====== Selected passage ======
The trio includes two properties in Alexandria, Virginia: the 163-unit Landing at Alexandria that opened in 2022 and the 129-unit Riviera at Alexandria that opened in March. Chiron is bringing on Greystone to manage the two properties as a unified campus.

The Alexandria properties are selling for a combined $249M, and the deal is expected to close June 1. They sit within Potomac Yard, a growing mixed-use neighborhood a few miles south of Amazon's second headquarters. 

The third property is the Pinnacle North Bethesda in Montgomery County. The 175-unit senior housing community, with ground-floor retail next to the Pike & Rose mixed-use district, is scheduled to open in October. The $176M sale is also expected to close in October, and Chiron also plans to bring on Greystone to manage it. 

Chiron said it is managing them as senior housing operating properties, a model in which the owner is more exposed to the ups and downs of senior housing demand than if it leased the communities out to an operator. Tennessee-based REIT National Health Investors also uses this model.

The deal comes after Chiron changed its name in March from Global Medical REIT. Founded in 2014 and focused on the healthcare real estate sector, Global Medical REIT had a 5.2M SF portfolio at the time of the rebranding.
====== Extracted entries ======
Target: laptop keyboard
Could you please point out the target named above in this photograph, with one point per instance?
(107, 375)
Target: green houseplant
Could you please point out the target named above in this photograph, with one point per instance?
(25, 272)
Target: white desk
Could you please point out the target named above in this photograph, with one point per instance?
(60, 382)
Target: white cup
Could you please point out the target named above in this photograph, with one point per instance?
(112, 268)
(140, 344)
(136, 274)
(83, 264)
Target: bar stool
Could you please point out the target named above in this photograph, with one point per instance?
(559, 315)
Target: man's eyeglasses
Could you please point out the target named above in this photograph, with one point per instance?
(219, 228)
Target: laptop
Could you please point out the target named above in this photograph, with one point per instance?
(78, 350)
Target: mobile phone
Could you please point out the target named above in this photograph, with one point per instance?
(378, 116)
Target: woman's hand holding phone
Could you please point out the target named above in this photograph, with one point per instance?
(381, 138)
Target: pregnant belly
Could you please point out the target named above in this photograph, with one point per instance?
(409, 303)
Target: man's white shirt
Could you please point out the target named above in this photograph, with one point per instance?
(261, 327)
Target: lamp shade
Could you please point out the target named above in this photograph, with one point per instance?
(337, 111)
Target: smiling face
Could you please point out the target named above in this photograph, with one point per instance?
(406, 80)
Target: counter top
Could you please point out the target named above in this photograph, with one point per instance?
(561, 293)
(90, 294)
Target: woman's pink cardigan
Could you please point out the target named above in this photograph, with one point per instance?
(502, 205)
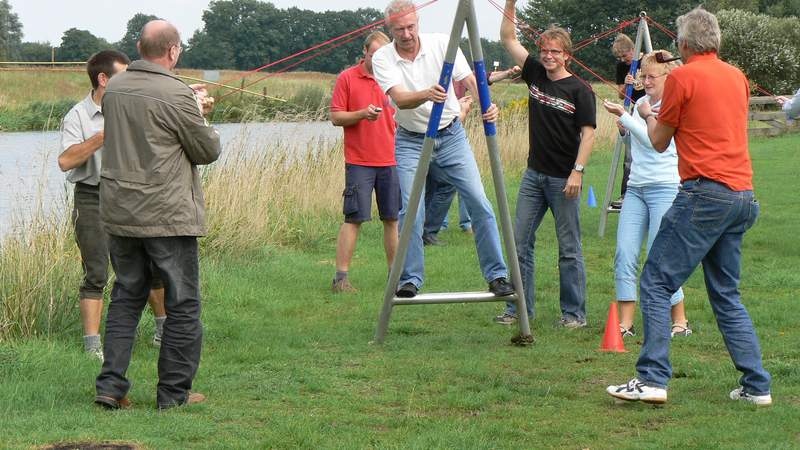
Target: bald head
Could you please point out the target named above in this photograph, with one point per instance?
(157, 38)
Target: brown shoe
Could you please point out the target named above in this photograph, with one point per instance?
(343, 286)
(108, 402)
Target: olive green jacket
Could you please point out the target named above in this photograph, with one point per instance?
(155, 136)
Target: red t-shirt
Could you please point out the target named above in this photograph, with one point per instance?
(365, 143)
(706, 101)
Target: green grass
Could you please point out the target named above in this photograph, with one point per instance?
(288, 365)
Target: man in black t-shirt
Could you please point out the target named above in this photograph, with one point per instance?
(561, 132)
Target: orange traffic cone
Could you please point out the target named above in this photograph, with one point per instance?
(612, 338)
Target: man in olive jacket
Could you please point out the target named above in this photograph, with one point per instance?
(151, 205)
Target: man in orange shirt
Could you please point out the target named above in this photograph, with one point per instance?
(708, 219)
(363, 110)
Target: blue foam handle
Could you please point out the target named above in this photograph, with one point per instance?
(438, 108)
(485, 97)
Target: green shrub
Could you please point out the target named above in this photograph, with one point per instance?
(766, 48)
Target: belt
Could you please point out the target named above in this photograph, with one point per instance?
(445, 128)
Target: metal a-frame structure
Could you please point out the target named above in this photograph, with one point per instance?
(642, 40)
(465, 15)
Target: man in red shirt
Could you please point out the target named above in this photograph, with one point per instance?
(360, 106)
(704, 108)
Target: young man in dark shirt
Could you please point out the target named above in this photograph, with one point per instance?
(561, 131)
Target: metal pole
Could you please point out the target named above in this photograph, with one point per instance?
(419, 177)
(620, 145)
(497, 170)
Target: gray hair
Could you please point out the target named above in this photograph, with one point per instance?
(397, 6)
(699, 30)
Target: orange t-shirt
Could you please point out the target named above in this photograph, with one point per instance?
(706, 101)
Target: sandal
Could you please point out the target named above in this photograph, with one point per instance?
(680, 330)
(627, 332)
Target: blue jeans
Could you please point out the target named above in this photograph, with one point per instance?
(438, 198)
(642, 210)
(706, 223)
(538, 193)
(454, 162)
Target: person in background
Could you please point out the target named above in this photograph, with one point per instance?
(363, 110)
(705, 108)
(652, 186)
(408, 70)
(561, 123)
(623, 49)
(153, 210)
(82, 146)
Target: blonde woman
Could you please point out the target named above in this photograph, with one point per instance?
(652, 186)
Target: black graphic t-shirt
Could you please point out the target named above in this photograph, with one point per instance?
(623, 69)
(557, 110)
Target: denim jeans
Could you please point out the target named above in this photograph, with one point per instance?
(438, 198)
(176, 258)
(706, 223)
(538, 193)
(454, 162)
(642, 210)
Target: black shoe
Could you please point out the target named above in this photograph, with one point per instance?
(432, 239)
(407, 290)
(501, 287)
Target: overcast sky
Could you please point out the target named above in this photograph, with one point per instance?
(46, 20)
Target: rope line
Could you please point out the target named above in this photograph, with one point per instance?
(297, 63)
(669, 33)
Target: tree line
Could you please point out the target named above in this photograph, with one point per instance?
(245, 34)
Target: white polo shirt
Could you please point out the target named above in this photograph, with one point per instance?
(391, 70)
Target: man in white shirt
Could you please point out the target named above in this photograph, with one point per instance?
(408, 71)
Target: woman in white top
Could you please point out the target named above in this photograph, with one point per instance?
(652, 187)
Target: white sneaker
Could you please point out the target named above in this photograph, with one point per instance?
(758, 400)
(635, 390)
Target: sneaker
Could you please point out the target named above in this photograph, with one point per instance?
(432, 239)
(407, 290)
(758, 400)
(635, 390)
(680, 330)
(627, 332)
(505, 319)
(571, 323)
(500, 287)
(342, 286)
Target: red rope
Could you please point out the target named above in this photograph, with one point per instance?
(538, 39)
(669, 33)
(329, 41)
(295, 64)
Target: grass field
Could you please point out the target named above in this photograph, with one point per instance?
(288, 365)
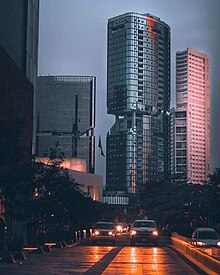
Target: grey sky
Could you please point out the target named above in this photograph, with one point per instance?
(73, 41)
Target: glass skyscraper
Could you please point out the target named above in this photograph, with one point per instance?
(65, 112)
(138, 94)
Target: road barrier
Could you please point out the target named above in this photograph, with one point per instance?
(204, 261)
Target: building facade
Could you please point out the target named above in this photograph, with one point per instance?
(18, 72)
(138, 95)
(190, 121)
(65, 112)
======
[What you will do] Please continue the article on Chiron's senior housing purchases in Alexandria and North Bethesda from where it stops. The data above is unrelated to the article on Chiron's senior housing purchases.

[Result for this task]
It said the rebrand came after evaluating its strategy and deciding to broaden its focus to include the senior housing sector. The sector has become a hot target for real estate investors as demand has outpaced supply, with baby boomers reaching retirement age and new development remaining difficult to finance. 

More than $24B was spent on U.S. senior housing acquisitions in 2025, the most active year for the sector since 2015, according to JLL. In a survey of investors, 86% said they plan to expand their senior housing portfolios in 2026.

“These acquisitions represent Chiron’s initial entry into seniors housing and advance our strategy of investing in high-quality communities in supply-constrained markets,” Chiron CEO Mark Decker Jr. said in a statement. “We believe this is an attractive time to enter the sector given the favorable long-term demand outlook and limited new supply.”